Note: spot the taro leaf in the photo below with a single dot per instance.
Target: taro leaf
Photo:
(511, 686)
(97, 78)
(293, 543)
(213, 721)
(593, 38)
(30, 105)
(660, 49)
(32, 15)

____________________

→ Work instructions:
The required answer is every line of the data, duplicated exactly.

→ Solution to the problem:
Note: spot the taro leaf in the photo below with a single dot per instance.
Target: taro leaf
Photo:
(511, 686)
(97, 78)
(293, 543)
(213, 721)
(593, 38)
(30, 105)
(660, 49)
(32, 15)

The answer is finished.